>> START
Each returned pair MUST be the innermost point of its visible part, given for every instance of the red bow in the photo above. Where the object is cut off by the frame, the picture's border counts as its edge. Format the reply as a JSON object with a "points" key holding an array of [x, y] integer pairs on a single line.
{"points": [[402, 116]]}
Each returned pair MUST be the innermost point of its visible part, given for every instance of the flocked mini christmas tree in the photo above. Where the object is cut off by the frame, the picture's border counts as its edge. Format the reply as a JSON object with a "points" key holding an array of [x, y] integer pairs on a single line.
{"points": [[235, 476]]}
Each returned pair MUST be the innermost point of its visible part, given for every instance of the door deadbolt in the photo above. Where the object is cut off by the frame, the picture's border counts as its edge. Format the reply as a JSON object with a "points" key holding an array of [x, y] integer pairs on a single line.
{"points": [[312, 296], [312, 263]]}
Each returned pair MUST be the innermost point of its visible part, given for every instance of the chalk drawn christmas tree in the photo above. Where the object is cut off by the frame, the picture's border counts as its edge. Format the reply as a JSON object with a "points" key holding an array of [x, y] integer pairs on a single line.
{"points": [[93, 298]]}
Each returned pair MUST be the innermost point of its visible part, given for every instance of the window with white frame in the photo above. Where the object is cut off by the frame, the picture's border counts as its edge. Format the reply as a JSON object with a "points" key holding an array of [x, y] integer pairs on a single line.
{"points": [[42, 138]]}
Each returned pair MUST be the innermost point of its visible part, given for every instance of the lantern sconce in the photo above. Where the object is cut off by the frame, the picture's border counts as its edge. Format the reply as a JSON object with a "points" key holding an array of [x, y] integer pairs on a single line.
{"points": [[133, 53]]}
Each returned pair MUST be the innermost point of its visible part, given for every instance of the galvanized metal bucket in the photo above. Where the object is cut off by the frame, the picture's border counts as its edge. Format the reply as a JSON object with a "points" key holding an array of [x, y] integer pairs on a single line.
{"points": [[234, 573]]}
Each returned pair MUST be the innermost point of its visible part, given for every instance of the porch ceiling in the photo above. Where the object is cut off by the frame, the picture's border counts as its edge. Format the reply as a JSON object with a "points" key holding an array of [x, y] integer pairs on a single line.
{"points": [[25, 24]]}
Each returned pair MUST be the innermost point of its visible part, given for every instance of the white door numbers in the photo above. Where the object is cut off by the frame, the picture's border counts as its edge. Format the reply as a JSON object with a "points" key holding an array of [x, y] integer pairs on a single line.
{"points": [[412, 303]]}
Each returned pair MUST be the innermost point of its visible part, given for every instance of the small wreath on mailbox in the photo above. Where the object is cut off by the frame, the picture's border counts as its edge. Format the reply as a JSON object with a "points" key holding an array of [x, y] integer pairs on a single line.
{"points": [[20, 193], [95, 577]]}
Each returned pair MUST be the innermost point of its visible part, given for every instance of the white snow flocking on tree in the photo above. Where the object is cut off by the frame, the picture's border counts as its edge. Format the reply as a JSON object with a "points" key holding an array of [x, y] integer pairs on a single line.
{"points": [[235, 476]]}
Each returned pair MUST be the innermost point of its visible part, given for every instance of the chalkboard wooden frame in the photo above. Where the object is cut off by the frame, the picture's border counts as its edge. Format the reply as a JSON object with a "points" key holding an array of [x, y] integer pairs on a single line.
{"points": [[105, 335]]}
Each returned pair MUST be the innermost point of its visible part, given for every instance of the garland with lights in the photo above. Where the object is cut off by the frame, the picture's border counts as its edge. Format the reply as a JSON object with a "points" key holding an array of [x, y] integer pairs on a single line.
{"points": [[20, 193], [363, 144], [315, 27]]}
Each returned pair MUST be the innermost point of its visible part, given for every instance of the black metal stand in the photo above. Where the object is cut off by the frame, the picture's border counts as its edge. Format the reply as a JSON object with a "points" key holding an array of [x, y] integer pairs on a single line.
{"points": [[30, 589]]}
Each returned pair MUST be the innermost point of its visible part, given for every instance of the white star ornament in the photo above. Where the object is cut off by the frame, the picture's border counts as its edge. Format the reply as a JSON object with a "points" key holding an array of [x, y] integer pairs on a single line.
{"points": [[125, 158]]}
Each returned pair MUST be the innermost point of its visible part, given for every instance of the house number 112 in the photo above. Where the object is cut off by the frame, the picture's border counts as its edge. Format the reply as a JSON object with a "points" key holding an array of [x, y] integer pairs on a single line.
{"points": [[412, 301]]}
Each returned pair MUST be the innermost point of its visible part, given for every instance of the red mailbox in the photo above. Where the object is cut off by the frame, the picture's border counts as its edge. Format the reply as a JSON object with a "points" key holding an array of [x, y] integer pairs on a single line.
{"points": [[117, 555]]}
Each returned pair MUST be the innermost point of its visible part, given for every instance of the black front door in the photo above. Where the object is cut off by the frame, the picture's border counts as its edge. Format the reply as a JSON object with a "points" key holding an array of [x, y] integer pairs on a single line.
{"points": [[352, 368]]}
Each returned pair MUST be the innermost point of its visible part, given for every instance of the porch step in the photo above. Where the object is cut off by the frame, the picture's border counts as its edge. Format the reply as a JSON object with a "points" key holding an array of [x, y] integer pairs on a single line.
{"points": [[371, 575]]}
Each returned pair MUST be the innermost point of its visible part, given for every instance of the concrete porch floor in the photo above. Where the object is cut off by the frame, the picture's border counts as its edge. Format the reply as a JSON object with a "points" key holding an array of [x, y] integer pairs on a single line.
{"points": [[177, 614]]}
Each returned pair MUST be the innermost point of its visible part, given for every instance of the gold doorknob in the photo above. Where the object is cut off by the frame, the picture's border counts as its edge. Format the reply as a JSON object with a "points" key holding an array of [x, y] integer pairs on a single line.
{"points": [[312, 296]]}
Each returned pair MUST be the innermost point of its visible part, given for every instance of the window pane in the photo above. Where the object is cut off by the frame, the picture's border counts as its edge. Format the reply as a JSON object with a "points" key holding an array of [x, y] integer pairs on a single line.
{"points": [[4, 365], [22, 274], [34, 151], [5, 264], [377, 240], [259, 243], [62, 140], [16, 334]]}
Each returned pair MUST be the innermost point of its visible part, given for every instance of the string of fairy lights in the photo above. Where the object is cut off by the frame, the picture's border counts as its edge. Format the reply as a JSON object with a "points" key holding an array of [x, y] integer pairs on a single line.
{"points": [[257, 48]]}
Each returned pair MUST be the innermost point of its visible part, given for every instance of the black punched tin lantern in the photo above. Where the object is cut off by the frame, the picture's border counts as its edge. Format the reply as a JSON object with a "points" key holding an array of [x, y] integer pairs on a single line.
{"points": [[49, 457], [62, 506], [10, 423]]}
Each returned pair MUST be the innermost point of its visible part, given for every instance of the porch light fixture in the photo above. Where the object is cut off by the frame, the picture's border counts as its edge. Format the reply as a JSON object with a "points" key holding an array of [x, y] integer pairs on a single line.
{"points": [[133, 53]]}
>> END
>> START
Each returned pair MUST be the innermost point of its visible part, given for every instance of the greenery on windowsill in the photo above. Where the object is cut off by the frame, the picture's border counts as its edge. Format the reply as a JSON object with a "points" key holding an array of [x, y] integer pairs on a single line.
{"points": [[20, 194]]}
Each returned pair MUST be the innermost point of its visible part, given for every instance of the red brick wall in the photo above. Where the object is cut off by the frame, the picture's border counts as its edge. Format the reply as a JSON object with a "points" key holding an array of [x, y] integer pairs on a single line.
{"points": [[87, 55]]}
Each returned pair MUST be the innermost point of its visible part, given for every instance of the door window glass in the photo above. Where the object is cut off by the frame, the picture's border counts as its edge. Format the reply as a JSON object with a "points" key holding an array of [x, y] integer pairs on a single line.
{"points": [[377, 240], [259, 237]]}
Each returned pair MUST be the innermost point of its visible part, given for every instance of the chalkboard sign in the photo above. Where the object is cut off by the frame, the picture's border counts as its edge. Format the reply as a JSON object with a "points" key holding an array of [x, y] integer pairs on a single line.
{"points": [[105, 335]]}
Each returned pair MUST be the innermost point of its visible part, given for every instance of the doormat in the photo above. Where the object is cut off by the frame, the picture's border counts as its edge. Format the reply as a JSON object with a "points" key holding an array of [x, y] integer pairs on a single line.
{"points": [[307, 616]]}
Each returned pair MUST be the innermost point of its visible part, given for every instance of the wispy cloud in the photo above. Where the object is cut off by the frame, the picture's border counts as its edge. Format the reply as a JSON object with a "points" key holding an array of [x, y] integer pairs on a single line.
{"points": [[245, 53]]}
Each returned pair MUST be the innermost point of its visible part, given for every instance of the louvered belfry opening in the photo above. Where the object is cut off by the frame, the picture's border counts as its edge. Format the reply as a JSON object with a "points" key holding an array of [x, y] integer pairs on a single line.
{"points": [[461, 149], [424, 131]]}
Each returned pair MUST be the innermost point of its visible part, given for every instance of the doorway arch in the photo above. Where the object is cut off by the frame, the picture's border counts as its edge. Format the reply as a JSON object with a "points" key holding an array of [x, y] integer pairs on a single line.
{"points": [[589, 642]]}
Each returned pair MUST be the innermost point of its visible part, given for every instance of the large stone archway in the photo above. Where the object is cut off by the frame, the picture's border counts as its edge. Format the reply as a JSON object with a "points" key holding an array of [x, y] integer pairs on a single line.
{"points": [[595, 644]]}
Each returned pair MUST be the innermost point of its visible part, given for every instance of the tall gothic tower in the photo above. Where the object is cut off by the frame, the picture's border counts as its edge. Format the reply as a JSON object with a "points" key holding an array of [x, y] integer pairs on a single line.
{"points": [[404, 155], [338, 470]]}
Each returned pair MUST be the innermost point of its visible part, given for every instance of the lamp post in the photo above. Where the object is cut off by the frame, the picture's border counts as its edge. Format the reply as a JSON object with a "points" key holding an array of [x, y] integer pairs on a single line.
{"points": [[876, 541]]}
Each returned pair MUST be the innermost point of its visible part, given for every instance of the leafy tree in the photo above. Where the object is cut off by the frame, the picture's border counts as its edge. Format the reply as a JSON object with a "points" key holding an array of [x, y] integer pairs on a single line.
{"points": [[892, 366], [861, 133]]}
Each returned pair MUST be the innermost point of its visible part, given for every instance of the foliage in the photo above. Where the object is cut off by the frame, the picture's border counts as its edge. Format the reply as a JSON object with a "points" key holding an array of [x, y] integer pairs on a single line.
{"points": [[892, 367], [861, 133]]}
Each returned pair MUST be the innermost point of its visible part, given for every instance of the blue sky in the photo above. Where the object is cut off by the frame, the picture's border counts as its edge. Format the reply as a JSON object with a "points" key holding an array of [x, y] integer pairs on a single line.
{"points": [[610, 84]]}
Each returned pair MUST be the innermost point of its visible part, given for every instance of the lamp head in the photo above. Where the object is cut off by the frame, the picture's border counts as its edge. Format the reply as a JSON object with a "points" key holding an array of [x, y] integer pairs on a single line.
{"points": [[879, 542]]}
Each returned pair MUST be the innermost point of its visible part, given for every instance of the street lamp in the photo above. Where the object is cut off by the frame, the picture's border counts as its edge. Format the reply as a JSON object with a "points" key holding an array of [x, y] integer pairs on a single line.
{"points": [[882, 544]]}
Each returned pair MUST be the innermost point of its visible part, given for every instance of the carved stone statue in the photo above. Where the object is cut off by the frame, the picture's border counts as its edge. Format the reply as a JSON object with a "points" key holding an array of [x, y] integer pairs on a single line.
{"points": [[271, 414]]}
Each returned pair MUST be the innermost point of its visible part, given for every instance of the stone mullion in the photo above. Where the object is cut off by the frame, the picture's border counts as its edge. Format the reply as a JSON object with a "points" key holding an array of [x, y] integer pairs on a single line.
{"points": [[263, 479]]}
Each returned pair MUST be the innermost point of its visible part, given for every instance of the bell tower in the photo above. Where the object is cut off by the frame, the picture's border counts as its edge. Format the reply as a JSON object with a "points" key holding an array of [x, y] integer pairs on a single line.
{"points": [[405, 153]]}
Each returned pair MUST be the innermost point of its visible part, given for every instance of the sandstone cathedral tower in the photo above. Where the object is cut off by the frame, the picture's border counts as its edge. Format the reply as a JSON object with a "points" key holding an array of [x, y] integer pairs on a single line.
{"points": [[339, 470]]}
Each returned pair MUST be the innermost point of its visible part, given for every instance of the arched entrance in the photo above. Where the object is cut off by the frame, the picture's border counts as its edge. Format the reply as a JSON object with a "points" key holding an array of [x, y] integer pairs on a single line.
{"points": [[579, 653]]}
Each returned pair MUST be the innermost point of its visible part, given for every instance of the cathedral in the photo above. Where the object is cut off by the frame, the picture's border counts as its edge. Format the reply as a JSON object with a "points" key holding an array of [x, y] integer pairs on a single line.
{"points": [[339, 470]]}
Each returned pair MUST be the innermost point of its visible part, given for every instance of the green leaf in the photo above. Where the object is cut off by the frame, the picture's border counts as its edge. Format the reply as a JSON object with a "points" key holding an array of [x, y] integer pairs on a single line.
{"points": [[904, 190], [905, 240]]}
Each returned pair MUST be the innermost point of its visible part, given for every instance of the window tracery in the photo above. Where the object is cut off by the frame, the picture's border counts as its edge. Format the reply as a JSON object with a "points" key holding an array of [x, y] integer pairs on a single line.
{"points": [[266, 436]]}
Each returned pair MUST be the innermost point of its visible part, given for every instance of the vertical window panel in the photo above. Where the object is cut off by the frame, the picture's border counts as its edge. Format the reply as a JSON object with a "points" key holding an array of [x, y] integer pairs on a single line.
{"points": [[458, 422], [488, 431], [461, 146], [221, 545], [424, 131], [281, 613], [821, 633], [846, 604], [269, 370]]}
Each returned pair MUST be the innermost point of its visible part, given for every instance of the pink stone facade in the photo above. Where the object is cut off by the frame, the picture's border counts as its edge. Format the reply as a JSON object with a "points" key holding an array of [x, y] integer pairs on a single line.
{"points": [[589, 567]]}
>> END
**Given exercise**. State how many lines in the rows above contain the word "metal". Reply with the number alone.

**Solution**. 2